> Document excerpt
In modern agriculture, pesticides are widely used to improve quality and yields, ensuring food security for the world’s ever-growing population [1]. Many agriculture professionals fear that, without pesticides, global starvation would occur [2]. The global increase in the export and import of pesticides over the past ten years supports this viewpoint [3]. Pesticides have been pivotal in enhancing public health by reducing disease vectors and augmenting food production [4]. Despite these advantages, the usage and disposal of pesticides have inadvertently led to the unwanted discharge of hazardous substances directly into the environment [5]. Numerous articles have addressed the issue of pesticide use and its risks to both human health and the environment. These articles go beyond discussing the impact of pesticides on crops, also examining farmers’ attitudes and actions regarding good agricultural practices [6,7,8,9]. The study conducted by Istriningsih [7] asserted that having knowledge of good agricultural practices does not necessarily translate into farmers implementing them in their everyday activities. Farmers tend to overuse pesticides to better control microbial diseases and pests [10], which is accompanied by the improper disposal of pesticide packaging waste [6,11,12,13,14,15,16]. The improper disposal of pesticides poses significant environmental and health risks. Improper disposal can lead to the contamination of water sources, soil pollution, and harm to wildlife, including disruptions to biodiversity and ecosystems [7,8,17]. Additionally, exposure to pesticide residues from discarded containers can cause serious health effects in humans, such as respiratory problems, skin irritation, neurological disorders, and even cancer [8].
Concern about pesticide usage is also prevalent in Indonesia. Puspitasari [18] revealed that farmers have not fully embraced integrated pest management (IPM) technology. Instead, there exists a prevailing belief that the use of pesticides will enhance crop productivity and mitigate the risk of crop failure due to pest and disease infestations. Consequently, the prevalent practice of pesticide application remains routine, regardless of the presence or absence of pests, resulting in the continual escalation of pesticide consumption. This is substantiated by recent data from the Indonesian Directorate of Fertilizer and Pesticides, indicating that, in 2021, approximately 5675 pesticide formulations were registered, marking a 24 percent increase compared to the figures in 2017, as shown in Table 1.
The increase in registered pesticide formulations has not only escalated pesticide consumption but has also significantly aggravated the challenges associated with the management of empty pesticide containers (EPC). As the routine use of pesticides becomes more common, regardless of actual pest presence, the volume of EPC generated also rises. This surge in pesticide consumption leads to a proportional increase in the number of containers that must be safely disposed of or recycled, heightening the environmental and health risks associated with improper EPC management. The improper disposal of these containers, which often contain residual hazardous chemicals, creates additional challenges in managing hazardous waste and underscores the need for stricter regulations and better disposal practices.
Unfortunately, there is currently no formal obligation in Indonesia for either pesticide manufacturers or farmers to properly manage EPC. The only requirement for pesticide manufacturers is to provide a recommendation on the bottle label, advising farmers to perform triple rinsing and dispose of EPC by burying them at a depth of 1.5 m, far from any water sources.
To promote sustainable agriculture for the benefit of farmers, consumers, and the environment, CropLife Indonesia has led initiatives to manage used pesticide containers. CropLife Indonesia is a member of CropLife International, a global federation that includes regional and national associations from 91 countries. These efforts aim to provide product stewardship and support sustainable agriculture, rooted in research highlighting farmers’ low awareness of proper pesticide container disposal. The current practice is for farmers to dispose of empty pesticide containers in open dumps, leave them in fields, store them at their homes, or incinerate them alongside other waste materials [7,20,21].

Collected data entries:
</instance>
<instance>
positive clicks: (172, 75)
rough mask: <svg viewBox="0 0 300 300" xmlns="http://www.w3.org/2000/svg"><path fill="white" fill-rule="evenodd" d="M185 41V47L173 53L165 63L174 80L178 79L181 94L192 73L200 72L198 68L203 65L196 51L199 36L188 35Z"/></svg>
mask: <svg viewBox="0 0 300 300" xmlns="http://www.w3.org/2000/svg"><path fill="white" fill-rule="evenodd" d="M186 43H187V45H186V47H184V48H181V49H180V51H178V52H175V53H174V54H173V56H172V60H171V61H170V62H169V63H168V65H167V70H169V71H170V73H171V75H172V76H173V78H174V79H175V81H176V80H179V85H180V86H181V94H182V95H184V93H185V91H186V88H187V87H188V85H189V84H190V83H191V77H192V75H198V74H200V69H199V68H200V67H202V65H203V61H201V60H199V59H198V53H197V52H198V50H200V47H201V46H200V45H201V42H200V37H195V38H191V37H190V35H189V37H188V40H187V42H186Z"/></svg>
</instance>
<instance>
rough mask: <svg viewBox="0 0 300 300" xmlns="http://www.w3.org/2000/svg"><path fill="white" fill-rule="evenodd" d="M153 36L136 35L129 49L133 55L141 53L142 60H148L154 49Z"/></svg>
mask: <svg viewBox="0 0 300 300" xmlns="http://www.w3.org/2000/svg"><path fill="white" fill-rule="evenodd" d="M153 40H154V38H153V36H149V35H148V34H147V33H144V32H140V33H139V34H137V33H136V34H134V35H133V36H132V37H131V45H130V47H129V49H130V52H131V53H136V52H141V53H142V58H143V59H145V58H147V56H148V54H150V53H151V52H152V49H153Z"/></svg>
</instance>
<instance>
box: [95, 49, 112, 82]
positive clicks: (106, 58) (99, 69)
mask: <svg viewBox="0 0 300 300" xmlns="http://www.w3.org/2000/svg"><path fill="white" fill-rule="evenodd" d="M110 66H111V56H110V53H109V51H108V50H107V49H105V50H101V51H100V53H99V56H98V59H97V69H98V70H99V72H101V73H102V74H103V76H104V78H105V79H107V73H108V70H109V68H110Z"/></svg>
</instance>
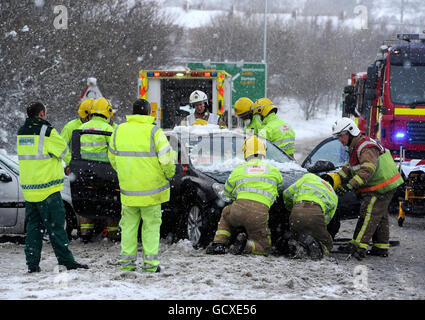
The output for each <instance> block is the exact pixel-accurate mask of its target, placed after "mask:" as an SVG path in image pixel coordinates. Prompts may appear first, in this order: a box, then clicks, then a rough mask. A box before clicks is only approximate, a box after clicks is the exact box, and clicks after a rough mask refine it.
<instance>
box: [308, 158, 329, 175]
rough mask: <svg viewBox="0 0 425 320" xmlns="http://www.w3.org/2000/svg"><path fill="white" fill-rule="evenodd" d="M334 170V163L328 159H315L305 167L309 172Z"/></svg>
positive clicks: (311, 172)
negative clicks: (310, 165)
mask: <svg viewBox="0 0 425 320" xmlns="http://www.w3.org/2000/svg"><path fill="white" fill-rule="evenodd" d="M332 170H335V165H334V164H333V163H332V162H330V161H328V160H317V161H316V162H315V163H314V164H313V165H311V166H308V167H307V171H308V172H311V173H320V172H325V171H332Z"/></svg>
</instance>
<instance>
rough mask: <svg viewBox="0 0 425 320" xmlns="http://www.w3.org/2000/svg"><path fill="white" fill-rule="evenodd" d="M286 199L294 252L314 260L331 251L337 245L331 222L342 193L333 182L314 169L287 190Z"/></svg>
mask: <svg viewBox="0 0 425 320" xmlns="http://www.w3.org/2000/svg"><path fill="white" fill-rule="evenodd" d="M283 201H284V203H285V207H286V209H288V211H289V212H291V214H290V216H289V229H290V233H291V240H289V247H290V251H292V252H290V255H291V256H292V258H301V257H303V256H305V255H308V256H309V257H310V258H312V259H314V260H318V259H321V258H322V257H323V255H329V252H330V250H331V249H332V246H333V241H332V236H331V235H330V234H329V232H328V230H327V225H328V224H329V222H330V221H331V219H332V218H333V216H334V214H335V211H336V208H337V206H338V196H337V195H336V193H335V191H334V189H333V187H332V185H330V184H329V183H328V182H327V181H325V180H324V179H322V178H320V177H318V176H317V175H315V174H313V173H307V174H305V175H304V176H302V178H300V179H299V180H297V181H296V182H295V183H293V184H292V185H291V186H289V187H288V188H287V189H285V190H284V191H283Z"/></svg>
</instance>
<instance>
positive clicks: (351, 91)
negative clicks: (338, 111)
mask: <svg viewBox="0 0 425 320" xmlns="http://www.w3.org/2000/svg"><path fill="white" fill-rule="evenodd" d="M344 93H348V94H353V93H354V86H346V87H344Z"/></svg>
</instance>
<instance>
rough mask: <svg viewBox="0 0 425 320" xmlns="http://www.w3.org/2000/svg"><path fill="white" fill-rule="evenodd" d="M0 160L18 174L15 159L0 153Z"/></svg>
mask: <svg viewBox="0 0 425 320" xmlns="http://www.w3.org/2000/svg"><path fill="white" fill-rule="evenodd" d="M0 162H2V163H3V164H4V165H5V166H7V167H8V168H9V169H10V170H12V171H13V172H14V173H16V174H17V175H19V166H18V164H17V163H16V162H15V161H13V160H12V159H10V158H8V157H5V156H2V155H0Z"/></svg>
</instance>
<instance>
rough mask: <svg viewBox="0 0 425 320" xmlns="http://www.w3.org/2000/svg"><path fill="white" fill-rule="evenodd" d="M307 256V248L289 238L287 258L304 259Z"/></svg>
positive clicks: (299, 242) (294, 258)
mask: <svg viewBox="0 0 425 320" xmlns="http://www.w3.org/2000/svg"><path fill="white" fill-rule="evenodd" d="M306 257H307V250H306V249H305V248H304V246H303V245H302V244H301V243H300V242H298V241H296V240H294V239H289V241H288V258H289V259H304V258H306Z"/></svg>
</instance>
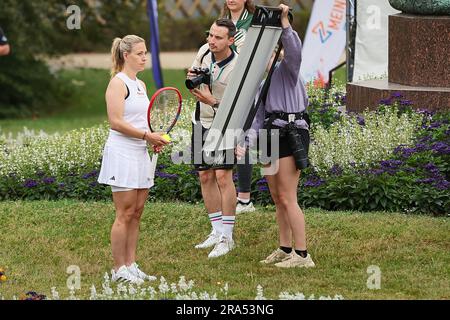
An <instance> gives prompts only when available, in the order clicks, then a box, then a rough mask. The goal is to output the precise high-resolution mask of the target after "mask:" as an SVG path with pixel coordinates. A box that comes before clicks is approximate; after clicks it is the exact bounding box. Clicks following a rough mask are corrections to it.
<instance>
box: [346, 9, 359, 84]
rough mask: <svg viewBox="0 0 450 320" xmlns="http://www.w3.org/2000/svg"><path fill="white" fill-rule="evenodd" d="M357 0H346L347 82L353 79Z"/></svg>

> To do
**1)** Please copy the pesticide passage word for word, from "Unfortunately, there is" to "any water sources.".
**2)** Answer these questions from the pesticide passage:
(a) About how many pesticide formulations were registered in Indonesia in 2021?
(b) At what depth does the bottle label advise burying empty pesticide containers?
(c) CropLife International includes associations from how many countries?
The records stand apart from the pesticide passage and are unrelated to it.

> Task-by-task solutions
**1)**
Unfortunately, there is currently no formal obligation in Indonesia for either pesticide manufacturers or farmers to properly manage EPC. The only requirement for pesticide manufacturers is to provide a recommendation on the bottle label, advising farmers to perform triple rinsing and dispose of EPC by burying them at a depth of 1.5 m, far from any water sources.

**2)**
(a) About 5675
(b) 1.5 m
(c) 91